Task to complete —
From the line containing "In this exercise you will tag the dense" through the last line of the data, return those lines exactly as written and nothing more.
-- start Provided information --
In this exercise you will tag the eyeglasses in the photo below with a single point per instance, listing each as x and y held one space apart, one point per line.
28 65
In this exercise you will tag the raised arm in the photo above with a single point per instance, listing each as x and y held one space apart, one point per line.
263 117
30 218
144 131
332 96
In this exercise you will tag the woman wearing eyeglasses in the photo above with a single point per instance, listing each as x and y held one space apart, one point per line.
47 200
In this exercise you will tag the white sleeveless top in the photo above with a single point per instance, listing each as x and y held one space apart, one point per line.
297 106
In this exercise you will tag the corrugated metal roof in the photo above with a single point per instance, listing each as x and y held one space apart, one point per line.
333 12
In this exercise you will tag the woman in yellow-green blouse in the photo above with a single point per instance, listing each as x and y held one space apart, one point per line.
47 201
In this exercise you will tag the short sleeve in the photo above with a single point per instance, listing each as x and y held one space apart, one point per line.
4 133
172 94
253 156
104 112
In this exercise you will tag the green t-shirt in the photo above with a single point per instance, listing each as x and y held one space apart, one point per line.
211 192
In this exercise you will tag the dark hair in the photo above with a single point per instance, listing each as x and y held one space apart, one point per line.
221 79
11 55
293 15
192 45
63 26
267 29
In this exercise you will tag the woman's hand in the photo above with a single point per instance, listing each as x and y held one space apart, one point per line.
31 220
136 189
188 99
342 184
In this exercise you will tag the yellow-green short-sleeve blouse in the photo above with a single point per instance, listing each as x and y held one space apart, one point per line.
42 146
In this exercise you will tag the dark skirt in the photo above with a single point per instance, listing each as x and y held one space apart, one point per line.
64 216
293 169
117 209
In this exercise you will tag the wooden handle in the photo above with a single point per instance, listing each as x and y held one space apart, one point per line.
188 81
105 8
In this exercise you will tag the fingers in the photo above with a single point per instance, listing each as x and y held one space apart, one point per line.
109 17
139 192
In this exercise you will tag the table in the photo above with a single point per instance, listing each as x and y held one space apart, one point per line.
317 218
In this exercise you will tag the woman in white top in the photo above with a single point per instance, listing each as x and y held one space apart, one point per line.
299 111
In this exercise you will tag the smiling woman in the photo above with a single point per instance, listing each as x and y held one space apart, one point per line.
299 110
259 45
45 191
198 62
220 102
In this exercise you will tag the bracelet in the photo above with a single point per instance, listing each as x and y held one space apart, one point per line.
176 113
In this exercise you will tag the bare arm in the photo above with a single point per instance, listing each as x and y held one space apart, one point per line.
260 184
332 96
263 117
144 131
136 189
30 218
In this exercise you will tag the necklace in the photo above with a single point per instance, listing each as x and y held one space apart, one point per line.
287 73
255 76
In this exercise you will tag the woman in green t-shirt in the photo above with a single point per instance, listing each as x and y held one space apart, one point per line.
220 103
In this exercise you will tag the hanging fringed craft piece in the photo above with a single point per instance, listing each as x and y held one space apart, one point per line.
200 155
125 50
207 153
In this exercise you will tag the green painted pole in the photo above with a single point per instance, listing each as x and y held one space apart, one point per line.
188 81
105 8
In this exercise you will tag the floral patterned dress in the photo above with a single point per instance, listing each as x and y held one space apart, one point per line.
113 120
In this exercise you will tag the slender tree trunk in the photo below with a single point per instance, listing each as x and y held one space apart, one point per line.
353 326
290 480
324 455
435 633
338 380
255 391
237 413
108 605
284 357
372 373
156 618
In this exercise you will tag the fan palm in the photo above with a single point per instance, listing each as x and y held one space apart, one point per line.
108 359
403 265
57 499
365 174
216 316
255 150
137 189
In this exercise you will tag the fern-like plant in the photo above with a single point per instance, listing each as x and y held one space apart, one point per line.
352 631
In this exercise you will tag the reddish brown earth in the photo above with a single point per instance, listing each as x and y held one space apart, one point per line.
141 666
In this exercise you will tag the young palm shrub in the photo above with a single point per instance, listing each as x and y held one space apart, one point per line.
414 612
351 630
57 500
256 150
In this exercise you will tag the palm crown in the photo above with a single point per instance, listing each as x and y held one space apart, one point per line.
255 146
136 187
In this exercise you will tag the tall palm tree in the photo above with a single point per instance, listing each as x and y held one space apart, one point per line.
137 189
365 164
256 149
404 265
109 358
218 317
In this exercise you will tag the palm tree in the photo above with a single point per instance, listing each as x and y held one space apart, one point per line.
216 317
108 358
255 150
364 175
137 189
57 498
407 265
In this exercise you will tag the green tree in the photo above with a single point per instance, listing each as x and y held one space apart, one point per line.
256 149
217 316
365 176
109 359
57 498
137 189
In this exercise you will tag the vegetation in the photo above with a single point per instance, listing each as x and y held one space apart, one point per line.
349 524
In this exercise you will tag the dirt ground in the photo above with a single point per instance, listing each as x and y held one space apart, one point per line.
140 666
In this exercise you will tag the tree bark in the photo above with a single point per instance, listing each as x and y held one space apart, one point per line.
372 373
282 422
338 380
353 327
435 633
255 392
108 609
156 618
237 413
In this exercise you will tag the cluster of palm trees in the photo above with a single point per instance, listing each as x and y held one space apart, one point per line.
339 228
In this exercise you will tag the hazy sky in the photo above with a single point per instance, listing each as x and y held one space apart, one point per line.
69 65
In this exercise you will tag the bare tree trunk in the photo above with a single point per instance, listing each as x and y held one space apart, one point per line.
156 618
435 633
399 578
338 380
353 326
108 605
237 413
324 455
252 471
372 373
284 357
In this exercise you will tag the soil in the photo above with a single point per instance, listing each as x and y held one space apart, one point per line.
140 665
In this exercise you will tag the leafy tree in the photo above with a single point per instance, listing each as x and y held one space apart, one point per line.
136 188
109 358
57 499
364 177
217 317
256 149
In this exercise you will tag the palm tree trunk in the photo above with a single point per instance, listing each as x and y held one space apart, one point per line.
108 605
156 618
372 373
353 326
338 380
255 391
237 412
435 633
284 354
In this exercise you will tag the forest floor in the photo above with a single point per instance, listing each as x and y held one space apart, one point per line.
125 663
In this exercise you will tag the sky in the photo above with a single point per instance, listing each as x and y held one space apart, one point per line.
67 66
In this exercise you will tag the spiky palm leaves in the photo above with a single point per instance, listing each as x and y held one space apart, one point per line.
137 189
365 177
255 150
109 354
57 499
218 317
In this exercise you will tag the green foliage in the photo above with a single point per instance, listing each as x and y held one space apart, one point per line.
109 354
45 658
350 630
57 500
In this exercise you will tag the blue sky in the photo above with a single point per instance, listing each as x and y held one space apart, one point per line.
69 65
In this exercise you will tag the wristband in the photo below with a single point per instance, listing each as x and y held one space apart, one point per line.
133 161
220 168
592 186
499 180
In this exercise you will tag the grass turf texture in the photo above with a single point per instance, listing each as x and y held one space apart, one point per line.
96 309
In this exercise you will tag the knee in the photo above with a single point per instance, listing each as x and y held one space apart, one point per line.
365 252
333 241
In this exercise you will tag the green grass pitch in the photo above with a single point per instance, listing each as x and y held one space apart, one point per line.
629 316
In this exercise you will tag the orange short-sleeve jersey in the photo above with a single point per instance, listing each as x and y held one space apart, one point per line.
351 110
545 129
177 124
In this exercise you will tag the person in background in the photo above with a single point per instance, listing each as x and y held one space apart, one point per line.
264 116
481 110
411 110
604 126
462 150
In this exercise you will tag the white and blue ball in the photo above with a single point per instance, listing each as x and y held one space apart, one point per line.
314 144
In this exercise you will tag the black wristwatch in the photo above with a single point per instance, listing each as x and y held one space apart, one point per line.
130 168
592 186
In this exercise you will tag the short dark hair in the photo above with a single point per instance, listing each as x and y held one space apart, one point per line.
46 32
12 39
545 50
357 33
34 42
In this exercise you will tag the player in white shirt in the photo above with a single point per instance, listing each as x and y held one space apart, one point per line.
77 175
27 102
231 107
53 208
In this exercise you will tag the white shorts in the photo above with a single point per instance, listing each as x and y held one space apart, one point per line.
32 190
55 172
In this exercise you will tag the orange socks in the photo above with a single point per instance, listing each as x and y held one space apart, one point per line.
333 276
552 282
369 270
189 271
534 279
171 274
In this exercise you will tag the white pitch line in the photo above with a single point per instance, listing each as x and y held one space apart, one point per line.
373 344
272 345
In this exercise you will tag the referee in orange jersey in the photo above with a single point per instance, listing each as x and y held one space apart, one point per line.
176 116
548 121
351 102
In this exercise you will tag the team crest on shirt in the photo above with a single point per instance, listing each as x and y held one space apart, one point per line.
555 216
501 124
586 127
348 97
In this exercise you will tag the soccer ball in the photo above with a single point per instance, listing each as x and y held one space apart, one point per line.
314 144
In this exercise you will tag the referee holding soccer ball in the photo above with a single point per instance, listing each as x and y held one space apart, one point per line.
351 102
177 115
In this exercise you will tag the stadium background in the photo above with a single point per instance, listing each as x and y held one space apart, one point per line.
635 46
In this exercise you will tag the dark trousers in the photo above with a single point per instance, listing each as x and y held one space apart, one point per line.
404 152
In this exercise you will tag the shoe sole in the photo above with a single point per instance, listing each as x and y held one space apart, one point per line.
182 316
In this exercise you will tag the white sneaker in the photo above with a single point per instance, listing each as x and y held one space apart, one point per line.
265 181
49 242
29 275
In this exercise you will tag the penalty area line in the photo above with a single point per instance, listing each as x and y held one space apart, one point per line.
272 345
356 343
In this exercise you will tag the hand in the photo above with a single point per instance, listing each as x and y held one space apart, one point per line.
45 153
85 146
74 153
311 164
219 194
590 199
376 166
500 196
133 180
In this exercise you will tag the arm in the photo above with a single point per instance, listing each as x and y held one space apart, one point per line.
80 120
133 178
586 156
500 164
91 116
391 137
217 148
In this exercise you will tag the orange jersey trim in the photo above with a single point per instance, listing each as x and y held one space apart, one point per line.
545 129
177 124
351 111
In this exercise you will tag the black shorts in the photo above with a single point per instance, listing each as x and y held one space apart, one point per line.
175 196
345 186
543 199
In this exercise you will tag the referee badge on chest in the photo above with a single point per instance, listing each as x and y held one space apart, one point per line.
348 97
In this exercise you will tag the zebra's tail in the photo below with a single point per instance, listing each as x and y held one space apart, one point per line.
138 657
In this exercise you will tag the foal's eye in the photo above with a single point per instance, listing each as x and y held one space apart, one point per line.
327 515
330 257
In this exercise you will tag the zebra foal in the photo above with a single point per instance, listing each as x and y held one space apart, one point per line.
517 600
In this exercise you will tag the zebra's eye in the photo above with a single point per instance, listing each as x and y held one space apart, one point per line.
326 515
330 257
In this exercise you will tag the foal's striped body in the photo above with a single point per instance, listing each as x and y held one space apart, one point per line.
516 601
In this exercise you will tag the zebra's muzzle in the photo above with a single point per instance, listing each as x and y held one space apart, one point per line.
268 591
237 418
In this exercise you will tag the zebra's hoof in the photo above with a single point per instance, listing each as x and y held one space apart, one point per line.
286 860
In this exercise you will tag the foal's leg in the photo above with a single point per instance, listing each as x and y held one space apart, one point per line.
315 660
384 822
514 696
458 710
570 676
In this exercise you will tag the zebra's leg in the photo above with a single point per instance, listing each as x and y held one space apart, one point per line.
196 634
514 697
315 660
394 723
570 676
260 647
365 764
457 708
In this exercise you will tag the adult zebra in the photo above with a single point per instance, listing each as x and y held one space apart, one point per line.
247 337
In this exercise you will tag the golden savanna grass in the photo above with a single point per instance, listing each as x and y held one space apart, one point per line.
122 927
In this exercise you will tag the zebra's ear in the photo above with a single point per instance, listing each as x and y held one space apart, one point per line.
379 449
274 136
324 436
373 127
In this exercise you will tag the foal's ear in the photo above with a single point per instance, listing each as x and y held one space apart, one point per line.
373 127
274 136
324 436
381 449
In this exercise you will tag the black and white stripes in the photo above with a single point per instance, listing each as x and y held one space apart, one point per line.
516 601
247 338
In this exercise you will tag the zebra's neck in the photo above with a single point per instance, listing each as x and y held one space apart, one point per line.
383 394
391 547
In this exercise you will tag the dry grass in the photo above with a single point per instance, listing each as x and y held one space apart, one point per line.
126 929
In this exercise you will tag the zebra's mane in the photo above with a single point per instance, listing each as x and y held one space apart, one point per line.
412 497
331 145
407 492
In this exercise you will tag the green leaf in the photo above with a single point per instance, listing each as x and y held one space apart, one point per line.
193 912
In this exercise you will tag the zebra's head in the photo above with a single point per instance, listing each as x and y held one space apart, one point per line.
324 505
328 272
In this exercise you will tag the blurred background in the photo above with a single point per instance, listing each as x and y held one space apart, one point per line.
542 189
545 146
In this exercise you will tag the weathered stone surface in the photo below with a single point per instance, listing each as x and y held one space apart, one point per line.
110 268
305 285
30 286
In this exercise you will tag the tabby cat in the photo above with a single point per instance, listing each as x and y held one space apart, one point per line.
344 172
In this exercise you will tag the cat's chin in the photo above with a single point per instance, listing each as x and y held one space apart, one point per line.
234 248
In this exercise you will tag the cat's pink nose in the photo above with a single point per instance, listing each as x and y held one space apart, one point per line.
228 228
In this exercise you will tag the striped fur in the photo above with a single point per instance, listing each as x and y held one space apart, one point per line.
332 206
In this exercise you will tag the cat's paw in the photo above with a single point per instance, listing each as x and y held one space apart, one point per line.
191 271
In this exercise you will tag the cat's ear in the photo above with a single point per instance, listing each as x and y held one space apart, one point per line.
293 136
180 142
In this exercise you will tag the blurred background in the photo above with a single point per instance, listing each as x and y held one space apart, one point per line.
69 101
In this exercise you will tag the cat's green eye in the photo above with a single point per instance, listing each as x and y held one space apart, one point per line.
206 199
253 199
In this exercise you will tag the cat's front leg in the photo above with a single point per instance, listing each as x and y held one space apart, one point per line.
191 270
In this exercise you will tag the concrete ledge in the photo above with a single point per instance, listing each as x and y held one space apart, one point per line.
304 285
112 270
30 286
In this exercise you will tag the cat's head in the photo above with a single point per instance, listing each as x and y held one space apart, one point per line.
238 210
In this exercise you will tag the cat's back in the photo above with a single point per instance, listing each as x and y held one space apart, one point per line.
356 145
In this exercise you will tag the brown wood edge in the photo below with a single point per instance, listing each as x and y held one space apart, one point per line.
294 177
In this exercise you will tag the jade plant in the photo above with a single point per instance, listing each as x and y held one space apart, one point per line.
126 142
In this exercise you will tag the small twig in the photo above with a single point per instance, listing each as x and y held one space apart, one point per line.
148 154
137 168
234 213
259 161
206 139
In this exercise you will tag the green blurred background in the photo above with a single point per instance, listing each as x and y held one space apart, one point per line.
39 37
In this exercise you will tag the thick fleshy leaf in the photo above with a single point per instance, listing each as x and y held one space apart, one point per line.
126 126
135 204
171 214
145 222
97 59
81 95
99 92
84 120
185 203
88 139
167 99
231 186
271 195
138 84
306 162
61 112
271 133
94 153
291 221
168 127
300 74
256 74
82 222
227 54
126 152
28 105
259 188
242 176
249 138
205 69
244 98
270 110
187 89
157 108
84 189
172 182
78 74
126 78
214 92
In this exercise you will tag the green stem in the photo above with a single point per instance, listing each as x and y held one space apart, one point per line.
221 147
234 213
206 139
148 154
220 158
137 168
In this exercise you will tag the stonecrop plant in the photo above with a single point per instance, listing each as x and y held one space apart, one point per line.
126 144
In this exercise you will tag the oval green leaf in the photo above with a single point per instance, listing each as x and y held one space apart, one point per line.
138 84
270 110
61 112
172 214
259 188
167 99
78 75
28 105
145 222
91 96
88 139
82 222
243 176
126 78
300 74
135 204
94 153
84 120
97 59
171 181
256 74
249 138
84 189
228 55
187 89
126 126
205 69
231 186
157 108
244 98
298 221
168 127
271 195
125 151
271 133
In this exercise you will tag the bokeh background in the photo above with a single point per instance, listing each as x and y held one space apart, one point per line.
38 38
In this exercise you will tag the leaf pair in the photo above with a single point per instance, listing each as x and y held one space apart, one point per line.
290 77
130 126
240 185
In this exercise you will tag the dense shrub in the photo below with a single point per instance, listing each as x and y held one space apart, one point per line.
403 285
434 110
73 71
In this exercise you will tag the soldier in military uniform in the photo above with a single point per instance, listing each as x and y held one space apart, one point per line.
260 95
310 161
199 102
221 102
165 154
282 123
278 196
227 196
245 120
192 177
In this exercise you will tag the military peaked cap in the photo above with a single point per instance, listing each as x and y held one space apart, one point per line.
-- end Provided information --
Written solution —
In this exercise you will tag the dense shrub in the photo below with a single point per instance, listing each as x and y held one space apart, one point per line.
403 285
434 110
73 71
In this exercise you will tag the soldier in military uniform in the photo above with a single point per instance, listing each as x and y held one space apart, one point per line.
260 95
310 161
199 102
221 102
165 154
282 123
278 196
227 196
245 120
192 177
In this exercise you will tag the military peaked cap in the photo above with a single point per instance, listing each as x and y held one space apart, one point per line.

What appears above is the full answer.